Task brief:
A single figure is expected: how many lines of the data that follows contain the word "below".

━━ Input material

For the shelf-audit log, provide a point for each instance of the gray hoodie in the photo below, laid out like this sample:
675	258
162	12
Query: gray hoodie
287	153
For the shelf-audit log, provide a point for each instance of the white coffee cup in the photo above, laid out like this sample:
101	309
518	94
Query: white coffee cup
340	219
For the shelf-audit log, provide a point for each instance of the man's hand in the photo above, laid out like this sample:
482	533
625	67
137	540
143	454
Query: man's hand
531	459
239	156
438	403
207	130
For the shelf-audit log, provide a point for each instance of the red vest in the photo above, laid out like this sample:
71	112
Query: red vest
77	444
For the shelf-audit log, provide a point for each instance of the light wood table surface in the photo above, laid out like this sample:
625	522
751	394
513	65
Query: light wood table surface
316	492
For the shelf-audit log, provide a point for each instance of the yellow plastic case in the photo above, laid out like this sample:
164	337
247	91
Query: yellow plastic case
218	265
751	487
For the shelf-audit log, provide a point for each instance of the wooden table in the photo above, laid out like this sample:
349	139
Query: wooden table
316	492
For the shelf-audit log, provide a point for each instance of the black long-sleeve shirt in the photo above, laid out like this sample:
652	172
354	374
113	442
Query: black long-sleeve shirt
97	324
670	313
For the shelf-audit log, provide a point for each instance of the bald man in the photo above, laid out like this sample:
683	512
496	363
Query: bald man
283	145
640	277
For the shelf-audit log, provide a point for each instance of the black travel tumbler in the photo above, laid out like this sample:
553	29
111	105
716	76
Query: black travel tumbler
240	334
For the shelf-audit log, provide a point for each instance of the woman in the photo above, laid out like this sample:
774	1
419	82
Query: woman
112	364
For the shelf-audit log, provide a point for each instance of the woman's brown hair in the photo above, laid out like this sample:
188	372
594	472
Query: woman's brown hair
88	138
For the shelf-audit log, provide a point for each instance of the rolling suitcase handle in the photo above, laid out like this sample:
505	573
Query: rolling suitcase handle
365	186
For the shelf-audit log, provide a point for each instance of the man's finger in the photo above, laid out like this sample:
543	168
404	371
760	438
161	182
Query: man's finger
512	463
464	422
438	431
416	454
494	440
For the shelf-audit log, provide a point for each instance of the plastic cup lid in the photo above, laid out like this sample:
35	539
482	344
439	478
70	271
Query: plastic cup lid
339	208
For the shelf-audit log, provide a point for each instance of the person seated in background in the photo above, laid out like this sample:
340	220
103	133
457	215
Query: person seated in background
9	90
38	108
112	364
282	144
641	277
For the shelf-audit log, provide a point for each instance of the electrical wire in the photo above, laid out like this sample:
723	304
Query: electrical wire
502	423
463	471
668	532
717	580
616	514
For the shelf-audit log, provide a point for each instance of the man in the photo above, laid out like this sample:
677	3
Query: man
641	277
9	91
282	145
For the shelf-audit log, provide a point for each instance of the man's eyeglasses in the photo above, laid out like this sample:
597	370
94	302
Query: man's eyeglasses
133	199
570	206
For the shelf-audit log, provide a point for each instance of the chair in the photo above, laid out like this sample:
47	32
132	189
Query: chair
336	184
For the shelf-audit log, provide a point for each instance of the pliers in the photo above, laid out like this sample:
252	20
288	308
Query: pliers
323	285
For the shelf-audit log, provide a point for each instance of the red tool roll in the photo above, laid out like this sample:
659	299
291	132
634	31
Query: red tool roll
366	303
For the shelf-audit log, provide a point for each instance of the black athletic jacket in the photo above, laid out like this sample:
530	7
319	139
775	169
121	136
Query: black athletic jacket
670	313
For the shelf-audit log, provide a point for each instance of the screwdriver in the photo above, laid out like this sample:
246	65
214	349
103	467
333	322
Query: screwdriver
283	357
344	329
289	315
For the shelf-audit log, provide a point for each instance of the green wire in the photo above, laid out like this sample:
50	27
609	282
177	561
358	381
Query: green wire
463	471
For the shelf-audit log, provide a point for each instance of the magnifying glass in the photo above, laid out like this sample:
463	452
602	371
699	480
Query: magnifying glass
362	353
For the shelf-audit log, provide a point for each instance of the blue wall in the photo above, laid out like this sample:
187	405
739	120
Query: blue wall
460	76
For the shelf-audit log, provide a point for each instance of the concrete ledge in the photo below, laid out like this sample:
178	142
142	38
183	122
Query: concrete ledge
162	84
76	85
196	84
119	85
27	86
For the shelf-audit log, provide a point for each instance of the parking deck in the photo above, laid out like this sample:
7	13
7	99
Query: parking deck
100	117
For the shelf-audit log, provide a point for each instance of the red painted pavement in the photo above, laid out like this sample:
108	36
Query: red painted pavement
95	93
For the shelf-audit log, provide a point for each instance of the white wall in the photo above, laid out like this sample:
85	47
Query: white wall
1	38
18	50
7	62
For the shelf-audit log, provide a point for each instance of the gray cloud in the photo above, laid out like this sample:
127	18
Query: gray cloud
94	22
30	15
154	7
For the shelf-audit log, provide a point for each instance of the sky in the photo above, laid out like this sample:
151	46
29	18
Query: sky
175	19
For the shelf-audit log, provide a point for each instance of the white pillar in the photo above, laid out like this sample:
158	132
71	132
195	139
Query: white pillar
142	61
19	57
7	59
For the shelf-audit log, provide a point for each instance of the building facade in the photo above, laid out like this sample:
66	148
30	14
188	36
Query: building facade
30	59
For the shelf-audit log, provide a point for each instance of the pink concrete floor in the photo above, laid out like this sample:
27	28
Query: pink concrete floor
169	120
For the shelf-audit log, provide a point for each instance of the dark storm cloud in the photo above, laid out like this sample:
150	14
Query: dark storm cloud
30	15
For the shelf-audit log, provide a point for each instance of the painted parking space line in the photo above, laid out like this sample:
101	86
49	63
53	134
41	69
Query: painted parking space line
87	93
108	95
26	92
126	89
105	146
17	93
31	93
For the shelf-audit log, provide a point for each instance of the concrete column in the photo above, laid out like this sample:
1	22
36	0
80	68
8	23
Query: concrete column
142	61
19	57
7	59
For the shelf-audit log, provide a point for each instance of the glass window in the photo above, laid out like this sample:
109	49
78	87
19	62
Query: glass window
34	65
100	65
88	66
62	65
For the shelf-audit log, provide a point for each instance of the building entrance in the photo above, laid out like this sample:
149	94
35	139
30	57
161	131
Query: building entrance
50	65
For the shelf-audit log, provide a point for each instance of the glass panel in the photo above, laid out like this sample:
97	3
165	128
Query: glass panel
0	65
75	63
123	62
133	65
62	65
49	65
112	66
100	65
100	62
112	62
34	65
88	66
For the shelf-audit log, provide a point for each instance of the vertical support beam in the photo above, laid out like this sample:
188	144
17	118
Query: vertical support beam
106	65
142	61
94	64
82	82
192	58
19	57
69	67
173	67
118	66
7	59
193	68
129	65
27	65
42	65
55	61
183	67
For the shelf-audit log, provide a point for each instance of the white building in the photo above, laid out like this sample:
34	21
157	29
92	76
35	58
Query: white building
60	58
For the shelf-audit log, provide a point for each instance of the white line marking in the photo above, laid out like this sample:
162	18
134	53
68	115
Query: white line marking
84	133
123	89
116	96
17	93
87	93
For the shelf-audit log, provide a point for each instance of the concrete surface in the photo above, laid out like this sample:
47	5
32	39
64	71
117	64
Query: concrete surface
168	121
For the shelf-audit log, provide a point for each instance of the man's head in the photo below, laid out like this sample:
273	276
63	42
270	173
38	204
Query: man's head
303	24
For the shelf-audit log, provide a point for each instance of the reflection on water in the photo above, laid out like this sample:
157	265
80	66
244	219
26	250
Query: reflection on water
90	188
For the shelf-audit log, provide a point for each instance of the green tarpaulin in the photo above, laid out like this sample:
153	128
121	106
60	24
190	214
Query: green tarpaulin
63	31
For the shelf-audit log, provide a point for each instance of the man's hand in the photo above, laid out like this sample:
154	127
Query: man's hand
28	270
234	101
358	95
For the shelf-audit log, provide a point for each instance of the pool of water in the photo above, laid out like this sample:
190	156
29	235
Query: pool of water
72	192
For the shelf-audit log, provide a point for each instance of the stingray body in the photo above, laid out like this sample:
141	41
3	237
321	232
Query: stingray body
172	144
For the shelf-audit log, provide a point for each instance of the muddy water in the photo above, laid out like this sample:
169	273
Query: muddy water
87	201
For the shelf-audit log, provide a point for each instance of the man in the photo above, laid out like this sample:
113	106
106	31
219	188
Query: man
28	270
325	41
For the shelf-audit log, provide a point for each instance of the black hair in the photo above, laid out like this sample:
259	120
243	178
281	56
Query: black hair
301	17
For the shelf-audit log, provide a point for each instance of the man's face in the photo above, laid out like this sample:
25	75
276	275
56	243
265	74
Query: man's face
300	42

━━━━

Response to this task:
3